YOUR INSTRUCTIONS |
From the records below, extract only the lines running from the line with "Target: wall outlet box" to the line with "Expected: the position of each instance of the painted", both lines included, reproducing them exactly.

------ EXTRACTED MATERIAL ------

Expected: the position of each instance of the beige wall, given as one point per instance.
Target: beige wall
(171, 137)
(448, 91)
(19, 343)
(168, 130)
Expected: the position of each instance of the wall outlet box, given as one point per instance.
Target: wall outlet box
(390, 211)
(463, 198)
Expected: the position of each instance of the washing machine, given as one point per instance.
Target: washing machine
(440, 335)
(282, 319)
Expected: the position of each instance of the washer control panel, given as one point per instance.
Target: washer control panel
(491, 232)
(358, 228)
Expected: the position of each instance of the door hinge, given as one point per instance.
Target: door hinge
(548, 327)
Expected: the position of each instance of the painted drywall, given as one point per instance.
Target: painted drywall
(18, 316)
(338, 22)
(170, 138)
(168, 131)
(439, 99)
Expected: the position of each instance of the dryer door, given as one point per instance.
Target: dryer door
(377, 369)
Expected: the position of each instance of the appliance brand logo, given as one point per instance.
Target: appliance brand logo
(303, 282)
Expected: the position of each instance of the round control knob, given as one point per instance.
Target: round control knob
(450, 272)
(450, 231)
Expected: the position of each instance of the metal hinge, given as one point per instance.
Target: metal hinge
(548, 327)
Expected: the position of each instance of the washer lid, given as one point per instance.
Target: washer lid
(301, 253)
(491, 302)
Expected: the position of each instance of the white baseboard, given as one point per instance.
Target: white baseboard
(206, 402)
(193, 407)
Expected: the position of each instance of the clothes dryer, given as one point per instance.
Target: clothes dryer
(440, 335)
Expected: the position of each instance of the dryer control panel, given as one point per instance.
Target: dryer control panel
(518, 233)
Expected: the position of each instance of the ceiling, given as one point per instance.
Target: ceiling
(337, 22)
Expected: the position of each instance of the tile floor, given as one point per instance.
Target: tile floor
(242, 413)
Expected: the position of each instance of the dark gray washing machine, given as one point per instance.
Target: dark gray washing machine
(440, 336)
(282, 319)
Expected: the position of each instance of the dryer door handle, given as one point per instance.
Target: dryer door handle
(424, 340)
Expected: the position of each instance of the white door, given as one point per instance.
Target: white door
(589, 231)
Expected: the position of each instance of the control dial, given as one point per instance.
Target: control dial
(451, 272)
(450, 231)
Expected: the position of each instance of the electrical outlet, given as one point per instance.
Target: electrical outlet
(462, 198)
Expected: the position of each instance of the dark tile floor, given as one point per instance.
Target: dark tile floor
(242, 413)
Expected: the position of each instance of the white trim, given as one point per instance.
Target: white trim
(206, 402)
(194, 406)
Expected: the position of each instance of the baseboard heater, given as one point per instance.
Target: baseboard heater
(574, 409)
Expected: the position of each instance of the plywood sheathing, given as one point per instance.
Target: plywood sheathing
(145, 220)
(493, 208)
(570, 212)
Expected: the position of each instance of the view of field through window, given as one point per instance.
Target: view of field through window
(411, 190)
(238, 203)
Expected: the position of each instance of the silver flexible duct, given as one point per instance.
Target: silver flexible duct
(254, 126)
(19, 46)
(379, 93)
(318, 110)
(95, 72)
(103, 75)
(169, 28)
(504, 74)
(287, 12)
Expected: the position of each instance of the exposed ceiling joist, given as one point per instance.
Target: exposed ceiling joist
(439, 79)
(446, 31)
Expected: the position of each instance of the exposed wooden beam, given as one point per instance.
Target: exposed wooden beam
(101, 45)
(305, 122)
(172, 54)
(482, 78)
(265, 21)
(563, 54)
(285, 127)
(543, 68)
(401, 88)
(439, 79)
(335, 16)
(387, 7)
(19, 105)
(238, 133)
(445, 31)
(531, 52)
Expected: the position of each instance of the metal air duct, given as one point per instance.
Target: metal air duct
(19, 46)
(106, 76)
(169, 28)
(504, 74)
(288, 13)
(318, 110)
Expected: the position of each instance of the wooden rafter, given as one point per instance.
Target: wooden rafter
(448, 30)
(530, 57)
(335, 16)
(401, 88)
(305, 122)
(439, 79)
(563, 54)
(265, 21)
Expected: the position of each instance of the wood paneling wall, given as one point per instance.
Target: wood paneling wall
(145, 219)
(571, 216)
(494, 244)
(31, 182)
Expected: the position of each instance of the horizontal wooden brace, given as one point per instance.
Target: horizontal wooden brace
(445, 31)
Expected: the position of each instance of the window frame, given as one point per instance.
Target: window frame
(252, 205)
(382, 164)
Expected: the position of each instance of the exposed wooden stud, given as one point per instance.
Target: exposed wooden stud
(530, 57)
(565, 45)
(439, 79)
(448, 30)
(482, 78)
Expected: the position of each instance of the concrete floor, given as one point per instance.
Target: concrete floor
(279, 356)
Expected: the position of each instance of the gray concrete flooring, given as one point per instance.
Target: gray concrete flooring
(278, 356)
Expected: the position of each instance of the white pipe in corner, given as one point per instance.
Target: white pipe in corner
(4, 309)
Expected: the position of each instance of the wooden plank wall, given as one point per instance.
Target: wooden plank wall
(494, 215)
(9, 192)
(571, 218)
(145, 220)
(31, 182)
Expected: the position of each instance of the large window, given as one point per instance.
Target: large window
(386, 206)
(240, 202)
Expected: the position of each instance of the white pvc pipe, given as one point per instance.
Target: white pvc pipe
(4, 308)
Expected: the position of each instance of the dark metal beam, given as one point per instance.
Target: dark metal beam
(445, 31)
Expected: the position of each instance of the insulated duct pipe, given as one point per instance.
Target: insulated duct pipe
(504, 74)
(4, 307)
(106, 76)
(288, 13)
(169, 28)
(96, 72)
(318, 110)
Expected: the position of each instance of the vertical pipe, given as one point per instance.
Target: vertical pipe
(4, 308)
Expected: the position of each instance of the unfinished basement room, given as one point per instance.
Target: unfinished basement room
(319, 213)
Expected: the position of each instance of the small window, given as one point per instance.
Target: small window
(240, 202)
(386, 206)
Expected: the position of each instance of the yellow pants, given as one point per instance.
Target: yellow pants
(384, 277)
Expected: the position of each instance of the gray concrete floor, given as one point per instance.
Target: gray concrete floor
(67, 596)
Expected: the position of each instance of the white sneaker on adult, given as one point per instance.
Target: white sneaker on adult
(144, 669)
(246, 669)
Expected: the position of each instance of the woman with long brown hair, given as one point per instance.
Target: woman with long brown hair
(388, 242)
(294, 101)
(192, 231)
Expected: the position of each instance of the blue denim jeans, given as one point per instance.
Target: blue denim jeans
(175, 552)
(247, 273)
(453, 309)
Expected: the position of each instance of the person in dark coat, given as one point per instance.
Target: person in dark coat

------

SOLVED EXERCISE |
Target: wall outlet box
(390, 211)
(463, 198)
Expected: the position of each instance of the washing machine, given as one point per instance.
Target: washing machine
(440, 335)
(282, 319)
Expected: the position of each instance of the washer control panel, given as one point per instance.
Target: washer control panel
(491, 232)
(358, 228)
Expected: the position of each instance of the door hinge, given as one point per instance.
Target: door hinge
(548, 327)
Expected: the position of each instance of the painted drywall, given as one point per instance.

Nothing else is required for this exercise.